Please copy out the entries below exactly, beginning with the line that contains "Point to the ceiling air vent." and ending with the line that contains "Point to the dark green foliage.", and include nothing outside that span.
:: Given data
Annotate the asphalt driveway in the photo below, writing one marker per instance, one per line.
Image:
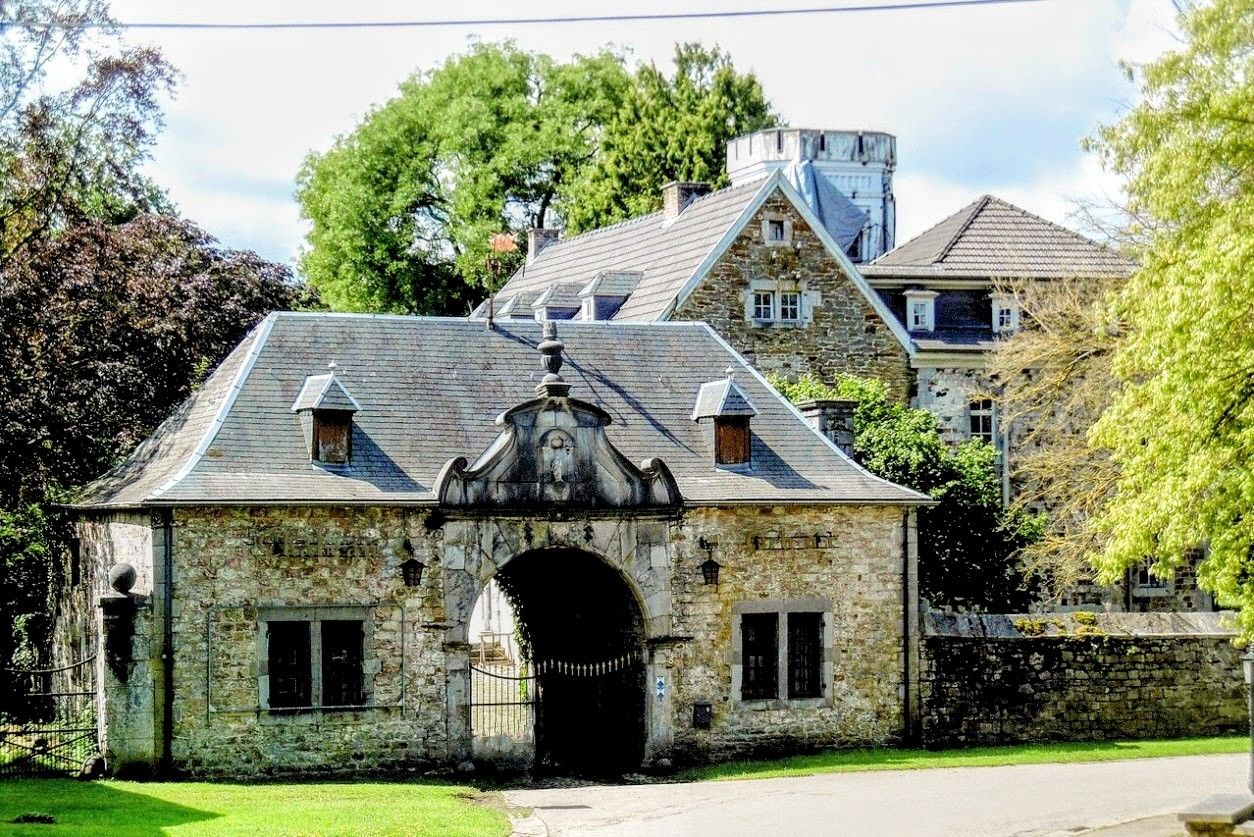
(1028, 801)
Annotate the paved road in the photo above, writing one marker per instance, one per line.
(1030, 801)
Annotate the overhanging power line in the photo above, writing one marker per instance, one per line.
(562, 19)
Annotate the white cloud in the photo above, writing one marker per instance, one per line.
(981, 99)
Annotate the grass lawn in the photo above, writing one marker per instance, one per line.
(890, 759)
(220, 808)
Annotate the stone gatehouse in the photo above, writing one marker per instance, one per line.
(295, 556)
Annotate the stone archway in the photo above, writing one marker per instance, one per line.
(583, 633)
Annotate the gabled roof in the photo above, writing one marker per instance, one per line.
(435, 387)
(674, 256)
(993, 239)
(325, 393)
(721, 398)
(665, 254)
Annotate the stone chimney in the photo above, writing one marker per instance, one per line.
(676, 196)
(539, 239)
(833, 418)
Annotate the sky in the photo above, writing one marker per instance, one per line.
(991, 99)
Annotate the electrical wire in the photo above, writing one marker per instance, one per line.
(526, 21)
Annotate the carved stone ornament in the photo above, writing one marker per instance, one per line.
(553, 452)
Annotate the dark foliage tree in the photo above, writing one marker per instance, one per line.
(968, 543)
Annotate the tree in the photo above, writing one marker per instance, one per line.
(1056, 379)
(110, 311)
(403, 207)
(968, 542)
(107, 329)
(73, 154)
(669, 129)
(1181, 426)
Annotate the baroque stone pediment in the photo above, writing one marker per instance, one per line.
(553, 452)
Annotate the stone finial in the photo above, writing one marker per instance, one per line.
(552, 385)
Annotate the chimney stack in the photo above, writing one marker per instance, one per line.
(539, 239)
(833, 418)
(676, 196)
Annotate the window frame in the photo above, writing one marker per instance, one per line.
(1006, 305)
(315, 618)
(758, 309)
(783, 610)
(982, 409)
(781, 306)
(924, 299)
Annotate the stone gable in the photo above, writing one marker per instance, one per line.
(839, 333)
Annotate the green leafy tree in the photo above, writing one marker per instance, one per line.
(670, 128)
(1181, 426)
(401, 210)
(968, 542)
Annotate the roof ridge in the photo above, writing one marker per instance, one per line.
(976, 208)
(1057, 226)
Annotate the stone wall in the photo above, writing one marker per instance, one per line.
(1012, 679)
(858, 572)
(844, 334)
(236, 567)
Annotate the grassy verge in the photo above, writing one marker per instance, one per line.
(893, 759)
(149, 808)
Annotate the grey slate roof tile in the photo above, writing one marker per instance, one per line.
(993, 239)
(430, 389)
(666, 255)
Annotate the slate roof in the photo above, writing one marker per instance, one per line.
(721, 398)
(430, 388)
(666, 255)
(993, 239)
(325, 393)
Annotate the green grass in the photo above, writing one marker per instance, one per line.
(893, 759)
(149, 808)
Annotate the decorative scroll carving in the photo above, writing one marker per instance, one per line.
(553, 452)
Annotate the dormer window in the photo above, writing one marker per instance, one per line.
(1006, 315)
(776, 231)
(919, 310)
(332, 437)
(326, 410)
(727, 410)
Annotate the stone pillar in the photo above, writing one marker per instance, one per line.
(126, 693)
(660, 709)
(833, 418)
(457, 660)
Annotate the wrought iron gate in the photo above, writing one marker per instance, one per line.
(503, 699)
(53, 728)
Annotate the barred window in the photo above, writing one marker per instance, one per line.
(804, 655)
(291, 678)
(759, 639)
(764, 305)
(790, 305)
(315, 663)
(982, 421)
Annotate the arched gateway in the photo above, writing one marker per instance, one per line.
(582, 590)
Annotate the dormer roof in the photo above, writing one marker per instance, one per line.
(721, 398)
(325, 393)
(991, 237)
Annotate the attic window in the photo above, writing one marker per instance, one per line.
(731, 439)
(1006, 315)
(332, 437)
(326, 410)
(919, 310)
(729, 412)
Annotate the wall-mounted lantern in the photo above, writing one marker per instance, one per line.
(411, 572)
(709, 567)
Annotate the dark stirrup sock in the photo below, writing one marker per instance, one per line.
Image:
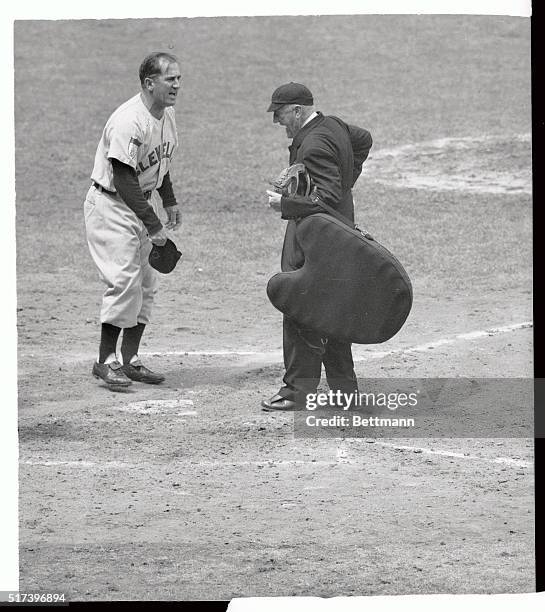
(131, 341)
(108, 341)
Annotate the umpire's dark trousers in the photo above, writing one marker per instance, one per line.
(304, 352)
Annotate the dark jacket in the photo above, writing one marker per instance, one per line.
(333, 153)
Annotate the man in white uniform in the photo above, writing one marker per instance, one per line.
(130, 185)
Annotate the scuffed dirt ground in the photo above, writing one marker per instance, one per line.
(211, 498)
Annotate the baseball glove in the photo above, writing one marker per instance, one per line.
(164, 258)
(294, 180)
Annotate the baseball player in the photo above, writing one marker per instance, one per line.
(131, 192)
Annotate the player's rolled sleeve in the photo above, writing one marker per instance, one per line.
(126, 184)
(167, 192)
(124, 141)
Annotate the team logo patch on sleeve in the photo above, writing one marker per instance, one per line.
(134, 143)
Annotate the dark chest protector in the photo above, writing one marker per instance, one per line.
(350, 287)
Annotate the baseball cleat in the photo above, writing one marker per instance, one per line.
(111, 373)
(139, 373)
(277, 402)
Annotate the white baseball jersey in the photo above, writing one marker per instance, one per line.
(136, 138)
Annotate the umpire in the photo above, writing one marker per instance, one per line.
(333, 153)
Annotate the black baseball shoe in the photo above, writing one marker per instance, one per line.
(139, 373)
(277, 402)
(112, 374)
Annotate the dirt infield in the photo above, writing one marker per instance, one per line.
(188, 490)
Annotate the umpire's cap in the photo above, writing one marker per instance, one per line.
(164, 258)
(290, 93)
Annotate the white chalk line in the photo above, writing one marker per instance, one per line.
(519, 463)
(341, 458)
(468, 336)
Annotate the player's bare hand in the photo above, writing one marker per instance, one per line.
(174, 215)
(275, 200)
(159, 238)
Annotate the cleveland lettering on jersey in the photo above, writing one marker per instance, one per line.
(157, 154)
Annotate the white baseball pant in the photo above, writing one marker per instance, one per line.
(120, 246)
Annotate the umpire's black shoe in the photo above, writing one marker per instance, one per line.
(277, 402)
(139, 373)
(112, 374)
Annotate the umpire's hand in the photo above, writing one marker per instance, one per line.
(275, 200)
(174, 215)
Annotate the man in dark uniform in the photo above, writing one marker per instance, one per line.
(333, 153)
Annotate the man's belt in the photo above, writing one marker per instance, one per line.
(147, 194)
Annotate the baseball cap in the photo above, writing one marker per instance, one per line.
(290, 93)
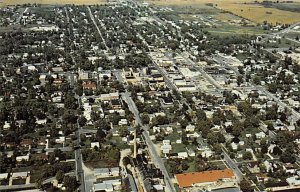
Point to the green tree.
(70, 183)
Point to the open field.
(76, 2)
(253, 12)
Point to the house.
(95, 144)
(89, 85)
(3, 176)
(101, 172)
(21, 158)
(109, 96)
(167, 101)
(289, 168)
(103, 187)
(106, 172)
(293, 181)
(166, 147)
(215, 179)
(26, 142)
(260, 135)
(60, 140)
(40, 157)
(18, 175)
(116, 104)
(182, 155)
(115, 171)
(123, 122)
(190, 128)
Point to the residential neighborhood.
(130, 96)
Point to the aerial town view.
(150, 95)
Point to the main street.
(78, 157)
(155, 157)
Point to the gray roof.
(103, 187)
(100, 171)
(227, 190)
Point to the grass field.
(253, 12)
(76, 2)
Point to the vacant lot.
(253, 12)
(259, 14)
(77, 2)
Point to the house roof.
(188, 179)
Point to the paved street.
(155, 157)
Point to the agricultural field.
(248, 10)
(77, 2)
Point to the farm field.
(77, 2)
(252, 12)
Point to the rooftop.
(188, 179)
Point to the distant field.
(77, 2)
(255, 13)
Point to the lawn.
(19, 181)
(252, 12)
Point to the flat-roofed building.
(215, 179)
::::
:: Given data
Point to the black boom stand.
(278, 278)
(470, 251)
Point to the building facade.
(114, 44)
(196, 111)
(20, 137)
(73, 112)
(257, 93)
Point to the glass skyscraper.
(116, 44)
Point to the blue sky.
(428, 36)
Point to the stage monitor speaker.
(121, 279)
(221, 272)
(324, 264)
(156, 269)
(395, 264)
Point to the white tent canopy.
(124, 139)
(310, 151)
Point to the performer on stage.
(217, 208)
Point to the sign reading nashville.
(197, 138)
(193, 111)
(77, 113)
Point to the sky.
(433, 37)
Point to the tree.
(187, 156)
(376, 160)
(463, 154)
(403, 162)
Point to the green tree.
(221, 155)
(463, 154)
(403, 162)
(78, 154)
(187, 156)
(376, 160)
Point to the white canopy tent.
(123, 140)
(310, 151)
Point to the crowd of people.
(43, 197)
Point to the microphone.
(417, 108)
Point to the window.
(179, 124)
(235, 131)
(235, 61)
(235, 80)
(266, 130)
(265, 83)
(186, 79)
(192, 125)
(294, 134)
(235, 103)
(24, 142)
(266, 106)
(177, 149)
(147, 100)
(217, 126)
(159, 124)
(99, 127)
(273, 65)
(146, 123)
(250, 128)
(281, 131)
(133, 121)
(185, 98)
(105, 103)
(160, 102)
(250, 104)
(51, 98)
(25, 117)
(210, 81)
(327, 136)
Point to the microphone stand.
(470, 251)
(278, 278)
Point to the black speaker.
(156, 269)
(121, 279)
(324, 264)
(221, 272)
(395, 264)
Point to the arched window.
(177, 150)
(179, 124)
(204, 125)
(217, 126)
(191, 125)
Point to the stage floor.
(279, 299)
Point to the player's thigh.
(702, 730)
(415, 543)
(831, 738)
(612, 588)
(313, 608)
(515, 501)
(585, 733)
::::
:: Given data
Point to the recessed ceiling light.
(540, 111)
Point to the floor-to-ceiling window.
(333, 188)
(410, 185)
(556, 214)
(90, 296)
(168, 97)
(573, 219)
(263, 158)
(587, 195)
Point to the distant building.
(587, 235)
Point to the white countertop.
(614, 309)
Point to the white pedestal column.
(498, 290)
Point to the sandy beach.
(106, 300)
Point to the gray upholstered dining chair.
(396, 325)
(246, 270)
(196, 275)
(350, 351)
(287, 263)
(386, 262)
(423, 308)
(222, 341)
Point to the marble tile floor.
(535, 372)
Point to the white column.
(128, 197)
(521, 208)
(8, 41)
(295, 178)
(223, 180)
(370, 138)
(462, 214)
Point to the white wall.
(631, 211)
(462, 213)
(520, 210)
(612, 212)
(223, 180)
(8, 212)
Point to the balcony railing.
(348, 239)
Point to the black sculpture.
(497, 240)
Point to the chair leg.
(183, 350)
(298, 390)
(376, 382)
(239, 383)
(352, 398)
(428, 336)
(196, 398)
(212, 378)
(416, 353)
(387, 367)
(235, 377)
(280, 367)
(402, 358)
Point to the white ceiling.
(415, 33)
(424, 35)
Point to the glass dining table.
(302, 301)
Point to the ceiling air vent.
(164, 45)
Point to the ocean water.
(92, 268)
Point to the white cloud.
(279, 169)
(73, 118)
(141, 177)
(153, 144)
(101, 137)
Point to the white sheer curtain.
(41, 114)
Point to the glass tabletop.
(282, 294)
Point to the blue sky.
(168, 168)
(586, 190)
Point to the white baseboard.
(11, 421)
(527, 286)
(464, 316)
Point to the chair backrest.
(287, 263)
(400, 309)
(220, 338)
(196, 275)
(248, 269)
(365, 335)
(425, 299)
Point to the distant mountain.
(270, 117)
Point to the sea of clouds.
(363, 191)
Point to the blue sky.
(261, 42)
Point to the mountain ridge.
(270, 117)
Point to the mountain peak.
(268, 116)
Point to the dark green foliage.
::::
Exercise response:
Point to the ceiling air vent.
(164, 45)
Point to the ocean water.
(92, 268)
Point to the white cloud.
(279, 169)
(73, 118)
(141, 177)
(153, 144)
(101, 137)
Point to the white sheer curtain.
(41, 114)
Point to the glass tabletop.
(282, 294)
Point to the blue sky.
(168, 168)
(586, 190)
Point to the white baseboard.
(11, 421)
(527, 286)
(464, 316)
Point to the chair backrest.
(287, 263)
(400, 309)
(220, 338)
(196, 275)
(248, 269)
(365, 335)
(425, 299)
Point to the distant mountain.
(270, 117)
Point to the sea of clouds.
(363, 191)
Point to the blue sky.
(261, 42)
Point to the mountain ridge.
(270, 117)
Point to the mountain peak.
(268, 116)
Point to the dark green foliage.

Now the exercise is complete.